▶ Short problem
Repeat the following lines exactly as they appear.

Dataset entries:
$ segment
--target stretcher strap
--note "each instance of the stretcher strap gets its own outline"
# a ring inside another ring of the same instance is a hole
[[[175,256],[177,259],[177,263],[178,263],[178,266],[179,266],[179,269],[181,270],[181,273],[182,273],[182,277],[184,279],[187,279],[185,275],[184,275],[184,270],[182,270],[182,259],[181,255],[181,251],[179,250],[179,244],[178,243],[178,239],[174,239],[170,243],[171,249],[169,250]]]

▶ Correct output
$ segment
--target stretcher strap
--note "each instance of the stretcher strap gets its own outline"
# a ring inside another ring of the same instance is a hole
[[[175,256],[177,259],[177,263],[178,263],[178,266],[179,266],[179,269],[181,270],[181,273],[182,273],[182,277],[184,279],[187,279],[185,275],[184,275],[184,270],[182,270],[182,259],[181,255],[181,251],[179,250],[179,244],[178,243],[178,239],[174,239],[170,243],[171,249],[169,250]]]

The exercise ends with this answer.